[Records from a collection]

-- Opening Marker --

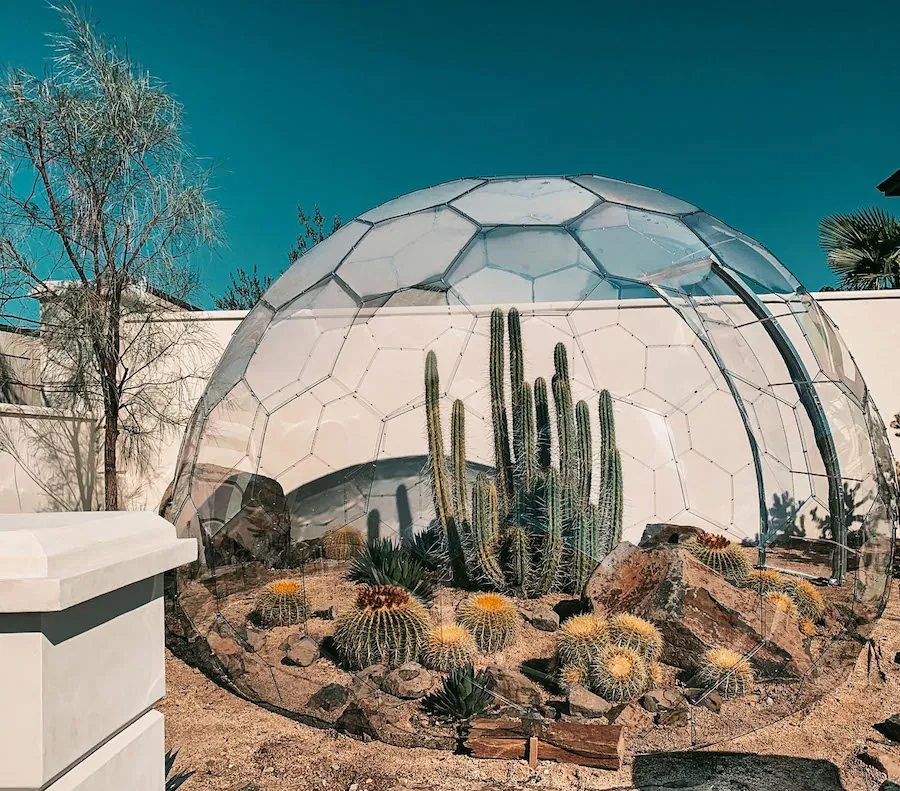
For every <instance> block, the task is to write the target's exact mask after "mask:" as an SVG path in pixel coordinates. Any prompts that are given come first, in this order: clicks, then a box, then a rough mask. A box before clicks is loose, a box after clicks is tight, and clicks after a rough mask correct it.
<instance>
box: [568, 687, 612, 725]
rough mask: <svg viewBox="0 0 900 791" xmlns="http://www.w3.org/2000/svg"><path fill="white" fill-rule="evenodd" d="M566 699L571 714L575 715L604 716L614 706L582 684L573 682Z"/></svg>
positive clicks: (573, 715)
mask: <svg viewBox="0 0 900 791" xmlns="http://www.w3.org/2000/svg"><path fill="white" fill-rule="evenodd" d="M566 699H567V701H568V704H569V714H571V715H572V716H573V717H590V718H597V717H603V716H604V715H605V714H606V713H607V712H608V711H609V710H610V709H611V708H612V704H611V703H609V701H606V700H604V699H603V698H601V697H600V696H599V695H595V694H594V693H593V692H591V691H590V690H587V689H585V688H584V687H583V686H581V684H573V685H572V686H571V688H570V689H569V694H568V695H567V696H566Z"/></svg>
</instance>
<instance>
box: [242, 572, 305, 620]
mask: <svg viewBox="0 0 900 791" xmlns="http://www.w3.org/2000/svg"><path fill="white" fill-rule="evenodd" d="M254 609H255V610H256V612H257V613H258V614H259V619H260V622H261V623H262V624H263V625H264V626H293V625H294V624H298V623H302V622H303V621H305V620H306V618H307V616H308V615H309V602H308V601H307V598H306V592H305V591H304V590H303V586H302V585H301V584H300V583H299V582H298V581H297V580H289V579H284V580H275V581H274V582H270V583H269V584H268V585H266V586H265V587H264V588H263V589H262V591H260V593H259V596H257V597H256V604H255V607H254Z"/></svg>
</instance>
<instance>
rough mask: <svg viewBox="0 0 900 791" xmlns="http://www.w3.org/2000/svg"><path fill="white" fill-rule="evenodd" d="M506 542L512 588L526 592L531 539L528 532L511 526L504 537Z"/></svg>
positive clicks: (504, 539) (516, 589) (528, 570)
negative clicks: (530, 538)
mask: <svg viewBox="0 0 900 791" xmlns="http://www.w3.org/2000/svg"><path fill="white" fill-rule="evenodd" d="M504 541H505V542H506V547H505V550H506V557H505V561H506V563H505V567H506V569H507V576H508V578H509V584H510V587H512V588H513V589H514V590H517V591H522V592H524V591H525V590H526V589H527V585H528V572H529V556H530V555H529V553H530V548H529V539H528V531H527V530H526V529H525V528H524V527H520V526H519V525H510V526H509V527H508V528H506V535H505V536H504Z"/></svg>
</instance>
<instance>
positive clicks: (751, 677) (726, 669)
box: [699, 648, 753, 698]
mask: <svg viewBox="0 0 900 791" xmlns="http://www.w3.org/2000/svg"><path fill="white" fill-rule="evenodd" d="M699 675H700V680H701V681H702V682H703V683H704V684H706V685H708V686H710V687H711V688H713V689H715V690H716V691H717V692H718V693H719V694H720V695H721V696H722V697H723V698H738V697H740V696H742V695H746V694H747V693H748V692H749V691H750V688H751V687H752V686H753V668H752V667H750V663H749V662H748V661H747V660H746V659H745V658H744V657H742V656H741V655H740V654H739V653H737V651H732V650H731V649H730V648H711V649H710V650H709V651H707V652H706V653H705V654H704V655H703V662H702V664H701V665H700V674H699Z"/></svg>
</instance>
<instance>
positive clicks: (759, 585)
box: [744, 569, 787, 596]
mask: <svg viewBox="0 0 900 791" xmlns="http://www.w3.org/2000/svg"><path fill="white" fill-rule="evenodd" d="M786 582H787V577H785V576H784V574H782V573H781V572H779V571H770V570H768V569H762V570H758V569H753V571H750V572H748V574H747V577H746V579H745V581H744V585H746V586H747V587H748V588H752V589H753V590H755V591H756V592H757V593H759V594H760V595H762V596H764V595H766V594H767V593H773V592H776V591H780V590H782V589H783V588H784V585H785V583H786Z"/></svg>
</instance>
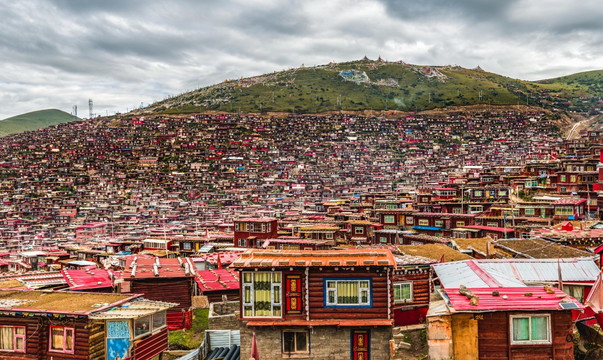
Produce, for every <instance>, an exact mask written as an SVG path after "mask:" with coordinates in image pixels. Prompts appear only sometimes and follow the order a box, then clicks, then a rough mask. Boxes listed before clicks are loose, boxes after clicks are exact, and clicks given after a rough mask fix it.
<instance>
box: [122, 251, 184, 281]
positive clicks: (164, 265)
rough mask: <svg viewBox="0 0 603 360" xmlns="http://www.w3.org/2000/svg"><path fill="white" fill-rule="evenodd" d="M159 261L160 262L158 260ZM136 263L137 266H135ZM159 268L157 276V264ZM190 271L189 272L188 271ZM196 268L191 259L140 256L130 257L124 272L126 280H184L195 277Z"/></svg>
mask: <svg viewBox="0 0 603 360" xmlns="http://www.w3.org/2000/svg"><path fill="white" fill-rule="evenodd" d="M157 259H158V260H157ZM134 261H136V264H135V266H134ZM157 261H158V262H159V265H160V266H157V275H155V266H154V265H155V263H156V262H157ZM187 269H188V271H187ZM194 271H195V266H194V265H193V262H192V261H190V258H183V259H180V258H177V259H167V258H156V257H150V256H149V257H143V256H140V255H137V256H129V257H128V258H127V260H126V268H125V269H124V272H123V278H124V280H130V279H132V280H134V279H153V278H183V277H193V276H194ZM132 275H134V276H132Z"/></svg>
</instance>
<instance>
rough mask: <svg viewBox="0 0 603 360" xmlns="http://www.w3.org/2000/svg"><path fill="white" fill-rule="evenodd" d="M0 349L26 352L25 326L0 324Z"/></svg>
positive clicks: (1, 349) (11, 350)
mask: <svg viewBox="0 0 603 360" xmlns="http://www.w3.org/2000/svg"><path fill="white" fill-rule="evenodd" d="M0 351H14V352H25V327H24V326H0Z"/></svg>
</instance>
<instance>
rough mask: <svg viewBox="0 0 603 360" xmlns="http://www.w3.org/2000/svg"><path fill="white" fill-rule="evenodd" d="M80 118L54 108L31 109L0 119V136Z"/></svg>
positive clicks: (39, 127)
mask: <svg viewBox="0 0 603 360" xmlns="http://www.w3.org/2000/svg"><path fill="white" fill-rule="evenodd" d="M76 120H80V119H78V118H75V117H73V115H70V114H68V113H66V112H64V111H61V110H56V109H48V110H40V111H33V112H30V113H26V114H21V115H17V116H13V117H10V118H8V119H4V120H2V121H0V136H6V135H11V134H17V133H21V132H24V131H30V130H37V129H43V128H45V127H49V126H52V125H56V124H62V123H66V122H70V121H76Z"/></svg>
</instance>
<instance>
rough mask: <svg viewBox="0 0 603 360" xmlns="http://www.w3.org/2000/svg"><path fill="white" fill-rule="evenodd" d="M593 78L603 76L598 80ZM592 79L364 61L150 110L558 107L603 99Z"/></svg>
mask: <svg viewBox="0 0 603 360" xmlns="http://www.w3.org/2000/svg"><path fill="white" fill-rule="evenodd" d="M593 74H598V76H601V72H593ZM593 74H591V73H584V75H583V76H580V74H576V75H572V76H568V77H564V78H558V79H551V80H547V81H542V82H528V81H521V80H516V79H512V78H508V77H505V76H501V75H497V74H493V73H489V72H485V71H483V70H481V69H479V68H478V69H464V68H461V67H458V66H417V65H409V64H405V63H389V62H384V61H380V60H377V61H372V60H368V59H365V60H361V61H353V62H346V63H339V64H329V65H324V66H316V67H310V68H305V67H301V68H297V69H291V70H287V71H282V72H275V73H271V74H265V75H261V76H256V77H251V78H245V79H243V78H241V79H238V80H229V81H225V82H223V83H221V84H217V85H214V86H210V87H206V88H202V89H198V90H195V91H192V92H189V93H185V94H182V95H179V96H177V97H173V98H170V99H166V100H164V101H161V102H159V103H156V104H153V105H151V106H150V110H152V111H154V112H166V113H186V112H199V111H205V110H220V111H231V112H238V111H243V112H260V111H273V112H303V113H318V112H324V111H333V110H367V109H373V110H388V109H389V110H403V111H410V110H426V109H433V108H440V107H446V106H459V105H475V104H491V105H509V104H525V103H528V104H530V105H543V106H547V105H550V106H556V105H557V102H559V103H560V104H562V103H564V102H566V100H567V101H569V100H568V99H572V98H573V97H580V96H598V97H600V96H602V95H603V85H602V82H601V81H600V80H597V78H596V77H593ZM551 96H552V97H551Z"/></svg>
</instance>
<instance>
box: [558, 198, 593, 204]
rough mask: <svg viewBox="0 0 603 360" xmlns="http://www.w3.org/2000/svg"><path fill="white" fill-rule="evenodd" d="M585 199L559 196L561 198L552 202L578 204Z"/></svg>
mask: <svg viewBox="0 0 603 360" xmlns="http://www.w3.org/2000/svg"><path fill="white" fill-rule="evenodd" d="M585 201H586V199H577V198H561V199H559V200H557V201H555V202H553V205H580V204H582V203H583V202H585Z"/></svg>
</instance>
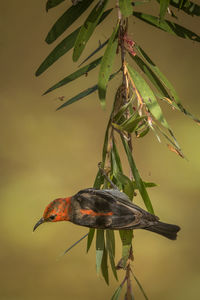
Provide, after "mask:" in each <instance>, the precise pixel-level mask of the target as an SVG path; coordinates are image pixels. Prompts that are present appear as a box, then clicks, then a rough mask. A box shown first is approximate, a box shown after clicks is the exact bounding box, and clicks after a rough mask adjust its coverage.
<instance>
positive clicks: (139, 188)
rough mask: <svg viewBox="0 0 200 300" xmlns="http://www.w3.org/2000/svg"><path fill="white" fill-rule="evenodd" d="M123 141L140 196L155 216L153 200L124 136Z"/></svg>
mask: <svg viewBox="0 0 200 300" xmlns="http://www.w3.org/2000/svg"><path fill="white" fill-rule="evenodd" d="M121 139H122V143H123V146H124V149H125V152H126V155H127V158H128V162H129V165H130V168H131V171H132V173H133V176H134V178H135V181H136V184H137V186H138V189H139V191H140V194H141V196H142V199H143V201H144V204H145V206H146V208H147V210H148V211H149V212H150V213H152V214H154V210H153V206H152V204H151V200H150V198H149V195H148V193H147V191H146V188H145V185H144V182H143V181H142V179H141V177H140V174H139V172H138V169H137V168H136V165H135V162H134V160H133V156H132V153H131V151H130V149H129V146H128V143H127V141H126V140H125V139H124V138H123V137H122V136H121Z"/></svg>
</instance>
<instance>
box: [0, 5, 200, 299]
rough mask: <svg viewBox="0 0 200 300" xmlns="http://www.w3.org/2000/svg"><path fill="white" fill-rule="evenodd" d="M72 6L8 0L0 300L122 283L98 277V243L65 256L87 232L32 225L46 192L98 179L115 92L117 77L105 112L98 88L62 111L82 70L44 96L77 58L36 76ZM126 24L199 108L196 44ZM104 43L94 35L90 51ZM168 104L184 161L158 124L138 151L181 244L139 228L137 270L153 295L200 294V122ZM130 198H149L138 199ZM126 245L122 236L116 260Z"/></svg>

-- Closing Marker --

Up to and including the line containing "positive clicks: (504, 539)", repeat every line from the start of the data, but none of the pictures.

● **Answer to the problem**:
For every <instance> block, the task is to write the target's exact mask after "mask:" as an SVG path in pixel coordinates. Any prompts that are given come first, in this order: clicks, then a box, then a rough mask. A box before clicks is loose, a box after clicks is tight, and clicks after a rough mask correct it.
<instance>
box: [568, 687, 612, 725]
rough mask: <svg viewBox="0 0 900 791" xmlns="http://www.w3.org/2000/svg"><path fill="white" fill-rule="evenodd" d="M566 699L571 714L575 715L604 716L614 706L582 684L573 682Z"/></svg>
positive clicks: (573, 715)
mask: <svg viewBox="0 0 900 791" xmlns="http://www.w3.org/2000/svg"><path fill="white" fill-rule="evenodd" d="M566 699H567V701H568V704H569V714H571V715H572V716H573V717H590V718H597V717H603V716H604V715H605V714H606V713H607V712H608V711H609V710H610V709H611V708H612V704H611V703H609V701H606V700H604V699H603V698H601V697H600V696H599V695H595V694H594V693H593V692H591V691H590V690H587V689H585V688H584V687H583V686H581V684H573V685H572V686H571V688H570V689H569V694H568V695H567V696H566Z"/></svg>
</instance>
<instance>
box: [242, 572, 305, 620]
mask: <svg viewBox="0 0 900 791" xmlns="http://www.w3.org/2000/svg"><path fill="white" fill-rule="evenodd" d="M254 609H255V610H256V612H257V613H258V614H259V619H260V622H261V623H262V624H263V625H264V626H293V625H294V624H298V623H302V622H303V621H305V620H306V618H307V616H308V615H309V602H308V601H307V598H306V592H305V591H304V590H303V586H302V585H301V584H300V583H299V582H298V581H297V580H289V579H284V580H275V581H274V582H270V583H269V584H268V585H266V586H265V587H264V588H263V589H262V591H260V593H259V596H257V597H256V604H255V607H254Z"/></svg>
</instance>
<instance>
rough mask: <svg viewBox="0 0 900 791" xmlns="http://www.w3.org/2000/svg"><path fill="white" fill-rule="evenodd" d="M506 542L512 588L526 592L531 539L528 532L511 526L504 537Z"/></svg>
positive clicks: (504, 539) (516, 589) (528, 570)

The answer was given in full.